**** Data for this task ****

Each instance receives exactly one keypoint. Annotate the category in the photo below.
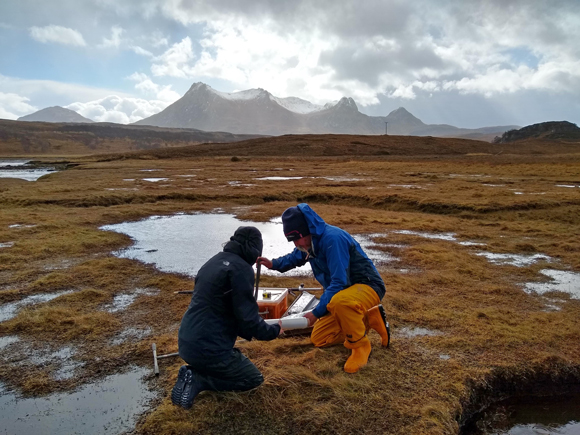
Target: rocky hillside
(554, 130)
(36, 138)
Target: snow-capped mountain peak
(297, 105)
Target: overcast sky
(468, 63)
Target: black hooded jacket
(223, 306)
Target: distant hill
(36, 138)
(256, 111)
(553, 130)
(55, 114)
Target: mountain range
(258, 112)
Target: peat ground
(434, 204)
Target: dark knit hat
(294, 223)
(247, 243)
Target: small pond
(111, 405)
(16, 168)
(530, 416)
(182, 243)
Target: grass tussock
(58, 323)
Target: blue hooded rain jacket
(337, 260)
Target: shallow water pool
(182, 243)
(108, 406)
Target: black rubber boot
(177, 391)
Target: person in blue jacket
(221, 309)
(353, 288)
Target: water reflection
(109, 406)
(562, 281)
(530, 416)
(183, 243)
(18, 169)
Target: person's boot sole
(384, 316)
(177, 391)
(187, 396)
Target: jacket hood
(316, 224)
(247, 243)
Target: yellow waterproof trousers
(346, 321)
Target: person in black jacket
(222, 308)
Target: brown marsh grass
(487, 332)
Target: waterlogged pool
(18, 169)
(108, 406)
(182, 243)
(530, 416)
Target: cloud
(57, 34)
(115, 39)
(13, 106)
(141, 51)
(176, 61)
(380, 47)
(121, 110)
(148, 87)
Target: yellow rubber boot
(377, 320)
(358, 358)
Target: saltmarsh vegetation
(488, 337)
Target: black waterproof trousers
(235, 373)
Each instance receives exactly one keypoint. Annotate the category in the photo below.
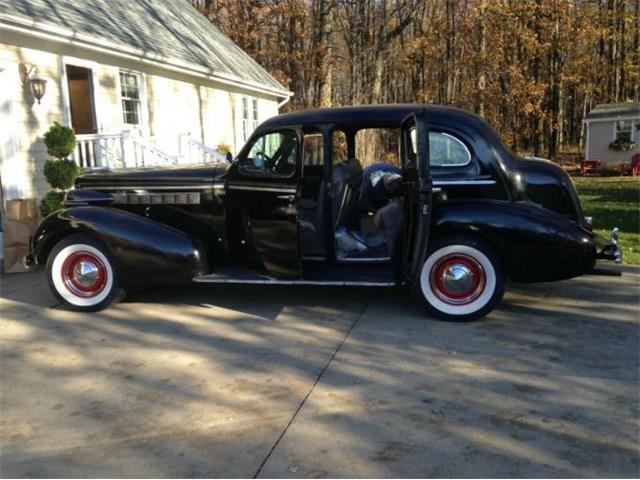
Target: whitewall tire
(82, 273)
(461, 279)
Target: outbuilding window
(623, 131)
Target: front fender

****

Please convert the part of the entries that opens with the line containing "Target: saltmarsh vegetation" and runs through the end of the entries into a numbered list, with blank lines left out and the pictures left out of the answer.

Result of the exercise
1. Target: saltmarsh vegetation
2. (488, 337)
3. Target: black waterproof trousers
4. (235, 373)
5. Each instance receives exactly one keypoint. Annotate the category in the photo below.
6. Target: whitewall tire
7. (82, 273)
8. (461, 279)
9. Target: outbuilding window
10. (623, 131)
11. Target: front fender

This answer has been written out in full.